→ Selected excerpt:
--- Begin ---
In international relations, a frozen conflict is a situation in which active armed conflict has been brought to an end, but no peace treaty or other political framework resolves the conflict to the satisfaction of the combatants. Therefore, legally the conflict can start again at any moment, creating an environment of insecurity and instability.

The term has been commonly used for post-Soviet conflicts, but it has also often been applied to other extended and unresolved territorial disputes. The de facto situation that emerges may or may not match the official position asserted by either party to the conflict. For example, in the division of Korea both South Korea and North Korea officially assert claims to the entire peninsula; however, there exists a well-defined border between the two countries' areas of control.

Frozen conflicts sometimes result in partially recognized states. For example, the Republic of South Ossetia, a product of the frozen Georgian–Ossetian conflict, is recognized by eight other states, including five UN members; the other three of these entities are partially recognized states themselves.

Examples

In post-Soviet territories

Following the dissolution of the Soviet Union in 1991, a number of conflicts arose in areas of some of the post-Soviet states, usually where the new international borders did not match the ethnic affiliations of local populations. These conflicts have largely remained "frozen", with disputed areas under the de facto control of entities other than the countries to which they are internationally recognized as belonging, and which still consider those areas to be part of their territory. Most of the separatist states in the region are Russian state-backed. These interventions have been interpreted as a Kremlin strategy to destabilize other post-Soviet states and extend Russia's sphere of influence.

Transnistria

Since the ceasefire which ended the Transnistria War (1990–1992), the Russian-influenced breakaway republic of Transnistria has controlled the easternmost strip of the territory of Moldova. The republic is internationally unrecognized, and Moldova continues to claim the territory.

Nagorno-Karabakh

Nagorno-Karabakh is internationally recognized as part of Azerbaijan, but most of the region is governed by a de facto independent state with an Armenian ethnic majority established on the basis of the Nagorno-Karabakh Autonomous Oblast of the Azerbaijan Soviet Socialist Republic. Since 1988, the Karabakh movement strove for the transfer of the region to Armenia. In 1991 Nagorno-Karabakh declared its independence from Azerbaijan. During the subsequent First Nagorno-Karabakh War until 1994, Nagorno-Karabakh Republic could not only defend its existence, but also significantly enlarge its territory, and crucially establish a land border with Armenia, by annexing adjacent Azeri territories. After 1994, the conflict remained practically frozen in this situation; in 2017 Nagorno-Karabakh Republic was renamed as Republic of Artsakh. In 2020, the conflict escalated again, and following the signing of a ceasefire, it was agreed that Azerbaijan would regain the territories surrounding the borders of the original Nagorno-Karabakh Autonomous Oblast, as well as any parts of Nagorno-Karabakh it had advanced into as a result of its military actions.
--- End ---
→ Records from a point labeling set:
--- Begin ---
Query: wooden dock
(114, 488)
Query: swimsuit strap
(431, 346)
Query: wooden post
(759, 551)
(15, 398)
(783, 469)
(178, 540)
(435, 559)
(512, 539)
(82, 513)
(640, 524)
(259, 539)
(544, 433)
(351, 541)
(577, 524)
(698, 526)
--- End ---
→ Exercise set:
1. Decide whether each statement agrees with the frozen-conflict text, answering yes or no for each and quoting the deciding words: (a) South Ossetia is recognized by eight other states. (b) Transnistria is internationally recognized. (c) Nagorno-Karabakh declared its independence from Azerbaijan in 1994.
2. According to the frozen-conflict text, what new name did the Nagorno-Karabakh Republic receive in 2017?
The records are not required for the work that comes next.

→ Answers for the tasks:
1.
(a) Yes: "is recognized by eight other states, including five UN members"
(b) No: "The republic is internationally unrecognized"
(c) No: "In 1991 Nagorno-Karabakh declared its independence from Azerbaijan."

2. Republic of Artsakh